PROBLEM STATEMENT — Reproduce all of the data below verbatim, line for line, and leave out the pictures.

DATA SHOWN —
○ ○ ○
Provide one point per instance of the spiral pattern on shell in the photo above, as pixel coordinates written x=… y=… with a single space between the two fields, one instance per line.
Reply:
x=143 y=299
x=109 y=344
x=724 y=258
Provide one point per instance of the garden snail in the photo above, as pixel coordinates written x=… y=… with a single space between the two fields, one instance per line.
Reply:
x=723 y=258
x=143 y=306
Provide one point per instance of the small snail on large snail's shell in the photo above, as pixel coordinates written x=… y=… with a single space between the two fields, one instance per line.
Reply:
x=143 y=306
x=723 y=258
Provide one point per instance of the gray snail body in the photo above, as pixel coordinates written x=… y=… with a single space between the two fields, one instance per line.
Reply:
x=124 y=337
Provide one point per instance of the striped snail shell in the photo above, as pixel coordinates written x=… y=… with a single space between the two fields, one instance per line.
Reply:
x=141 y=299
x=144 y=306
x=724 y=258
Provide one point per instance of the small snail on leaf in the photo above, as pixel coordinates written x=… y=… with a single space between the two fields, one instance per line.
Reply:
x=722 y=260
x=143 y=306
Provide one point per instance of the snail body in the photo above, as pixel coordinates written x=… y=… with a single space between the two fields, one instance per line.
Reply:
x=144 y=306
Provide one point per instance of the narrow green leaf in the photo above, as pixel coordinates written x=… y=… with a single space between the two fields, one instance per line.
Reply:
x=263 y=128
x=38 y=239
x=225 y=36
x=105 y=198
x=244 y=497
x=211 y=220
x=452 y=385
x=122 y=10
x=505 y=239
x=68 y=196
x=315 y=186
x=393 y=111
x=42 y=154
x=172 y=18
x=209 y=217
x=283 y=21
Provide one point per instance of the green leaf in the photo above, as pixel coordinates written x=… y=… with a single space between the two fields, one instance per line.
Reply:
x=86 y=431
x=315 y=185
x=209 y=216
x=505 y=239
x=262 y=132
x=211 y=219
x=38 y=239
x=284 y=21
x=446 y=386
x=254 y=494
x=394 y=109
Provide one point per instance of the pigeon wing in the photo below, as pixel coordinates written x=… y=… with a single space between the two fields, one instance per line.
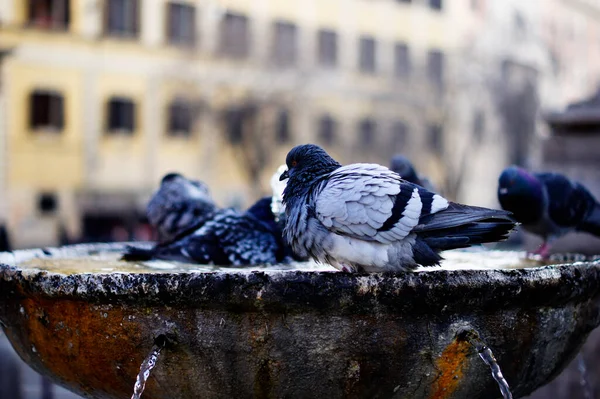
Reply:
x=372 y=203
x=246 y=241
x=569 y=202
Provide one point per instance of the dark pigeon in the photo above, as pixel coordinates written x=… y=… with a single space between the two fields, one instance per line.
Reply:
x=548 y=204
x=364 y=217
x=402 y=165
x=230 y=238
x=179 y=206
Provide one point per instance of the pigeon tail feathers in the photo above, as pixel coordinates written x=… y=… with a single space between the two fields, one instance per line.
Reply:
x=461 y=226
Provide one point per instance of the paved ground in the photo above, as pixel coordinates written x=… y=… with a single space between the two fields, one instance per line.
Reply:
x=19 y=381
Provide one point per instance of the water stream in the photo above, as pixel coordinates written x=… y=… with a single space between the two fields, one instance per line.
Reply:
x=583 y=381
x=485 y=353
x=147 y=366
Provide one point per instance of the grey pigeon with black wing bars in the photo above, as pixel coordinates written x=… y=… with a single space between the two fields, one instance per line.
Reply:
x=366 y=218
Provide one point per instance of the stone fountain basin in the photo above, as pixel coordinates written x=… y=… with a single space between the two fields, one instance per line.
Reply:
x=296 y=334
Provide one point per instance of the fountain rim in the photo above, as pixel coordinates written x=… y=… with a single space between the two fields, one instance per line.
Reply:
x=424 y=291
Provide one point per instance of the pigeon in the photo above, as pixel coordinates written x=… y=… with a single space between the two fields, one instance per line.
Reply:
x=365 y=218
x=277 y=186
x=401 y=165
x=230 y=238
x=179 y=206
x=548 y=205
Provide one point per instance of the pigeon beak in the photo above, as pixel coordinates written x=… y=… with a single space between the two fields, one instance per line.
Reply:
x=284 y=175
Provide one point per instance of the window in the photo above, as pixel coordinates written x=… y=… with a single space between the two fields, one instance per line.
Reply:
x=46 y=111
x=284 y=44
x=435 y=4
x=121 y=115
x=367 y=133
x=402 y=64
x=234 y=36
x=283 y=127
x=122 y=18
x=326 y=130
x=478 y=125
x=327 y=48
x=367 y=54
x=399 y=134
x=47 y=203
x=234 y=123
x=181 y=118
x=181 y=29
x=435 y=67
x=48 y=14
x=435 y=139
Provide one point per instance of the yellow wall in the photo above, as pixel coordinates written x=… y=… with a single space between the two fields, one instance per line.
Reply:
x=44 y=159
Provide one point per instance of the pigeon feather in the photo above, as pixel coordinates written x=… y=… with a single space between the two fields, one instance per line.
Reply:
x=364 y=217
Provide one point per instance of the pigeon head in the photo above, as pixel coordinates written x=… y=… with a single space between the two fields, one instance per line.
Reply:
x=521 y=193
x=401 y=165
x=307 y=161
x=169 y=177
x=518 y=181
○ ○ ○
THE SOLUTION —
Provide one point per instance of the spiral pattern on shell in the photo above, as pixel coordinates written x=… y=… with a single space between the two fields, one instance per line.
Reply:
x=143 y=299
x=109 y=344
x=724 y=258
Provide one point per instance of the garden snail in the photo above, as pixel coordinates written x=… y=… with a single space between the two fields, one instance per line.
Reply:
x=723 y=258
x=143 y=306
Provide one point per instance of the small snail on large snail's shell in the photo above, as pixel coordinates written x=… y=… with a single space between the two fields, one instance per line.
Reply:
x=143 y=306
x=723 y=258
Provide one point per instance of the gray snail body in the photo above, as pixel coordinates written x=… y=… with a single space between the two fields, one instance per line.
Reply:
x=124 y=337
Provide one point per instance of the striped snail shell in the photo above, as pixel coordinates written x=… y=… with a single space between the two fields, one instance per line.
Reply:
x=141 y=299
x=144 y=306
x=724 y=258
Provide one point per instance of the small snail on leaf in the photo above, as pixel coordinates written x=… y=… with a single space between the two fields, one instance per line.
Reply:
x=722 y=260
x=143 y=306
Provide one point per instance of the snail body in the photo above, as pixel coordinates written x=… y=… with a single space between the two fields, one instance per line.
Reply:
x=144 y=306
Provide one point per instance of the narrow green leaf in the photo above, as pixel coordinates written x=… y=… with a single space between the two fields, one instance per line.
Reply:
x=263 y=128
x=38 y=239
x=225 y=36
x=105 y=198
x=244 y=497
x=211 y=220
x=452 y=385
x=122 y=10
x=505 y=239
x=68 y=196
x=315 y=186
x=393 y=111
x=42 y=154
x=172 y=18
x=209 y=217
x=283 y=21
Provide one point per instance of the green leaf in the photo above, as pixel coordinates written x=… y=… with a single space between the two fields, one instance per line.
Reply:
x=86 y=431
x=315 y=185
x=209 y=216
x=505 y=239
x=262 y=132
x=211 y=219
x=38 y=239
x=284 y=21
x=446 y=386
x=254 y=494
x=394 y=109
Provide one point per instance of the pigeon wing in the photo below, as pixel coordinates written x=… y=… with a single space between the two fields, one instance per line.
Reply:
x=372 y=203
x=246 y=241
x=569 y=202
Provide one point per instance of the dark pigeon in the photo above, as pixel coordinates written x=… y=… with a single space between the two fields, one instance per line.
Reply:
x=548 y=204
x=364 y=217
x=402 y=165
x=230 y=238
x=179 y=206
Provide one point per instance of the pigeon tail feathers in the photo above, as pixel coordinates written x=… y=… with a single space between the two fields, one instance per line.
Reply:
x=461 y=226
Provide one point per instance of the paved ground in the photo above, as pixel coordinates written x=… y=… with a single space between the two fields, one instance per line.
Reply:
x=19 y=381
Provide one point per instance of the water stream in the photo above, as pixel coordinates written x=… y=… with a single space between the two fields, one instance per line.
Reply:
x=583 y=381
x=485 y=353
x=147 y=366
Provide one point per instance of the grey pigeon with black wing bars in the photo above, as pixel coordinates written x=… y=… with a single space between the two fields, one instance per line.
Reply:
x=366 y=218
Provide one point per instance of the stone fountain basin in the photo above, as pixel coordinates written x=… y=… with a single space between the two fields, one instance per line.
Reply:
x=296 y=334
Provide one point per instance of the fountain rim in the photo above, as pixel coordinates written x=… y=… with a single space between the two fields, one instance per line.
Reply:
x=424 y=291
Provide one point per instance of the pigeon in the photo above, as pixel coordinates written x=… y=… with a single space between the two fields, one instance per line.
Reply:
x=365 y=218
x=277 y=186
x=401 y=165
x=230 y=238
x=179 y=206
x=548 y=205
Provide one point per instance of the pigeon beak in the photo above, as pixel coordinates written x=… y=… with a single space between the two fields, one instance per line.
Reply:
x=284 y=175
Provide one point per instance of the window in the photo above, as pixel coordinates written x=… y=… with a single space between the two fields, one instance per line.
Reply:
x=46 y=111
x=284 y=44
x=435 y=4
x=121 y=115
x=367 y=133
x=402 y=64
x=234 y=36
x=283 y=127
x=122 y=18
x=326 y=130
x=478 y=125
x=327 y=48
x=367 y=54
x=399 y=134
x=47 y=203
x=234 y=123
x=181 y=118
x=181 y=29
x=435 y=67
x=48 y=14
x=435 y=139
Provide one point per instance of the yellow wall in the photo above, as pixel coordinates written x=… y=… with a single space between the two fields, one instance per line.
Reply:
x=44 y=159
Provide one point per instance of the pigeon feather in the photo above, as pixel coordinates written x=… y=… with a single space between the two fields, one instance per line.
Reply:
x=364 y=217
Provide one point per instance of the pigeon head in the photo above, as pixel coordinates written x=… y=… with a single space between the two fields, one instance per line.
Reply:
x=521 y=193
x=401 y=165
x=307 y=161
x=169 y=177
x=518 y=181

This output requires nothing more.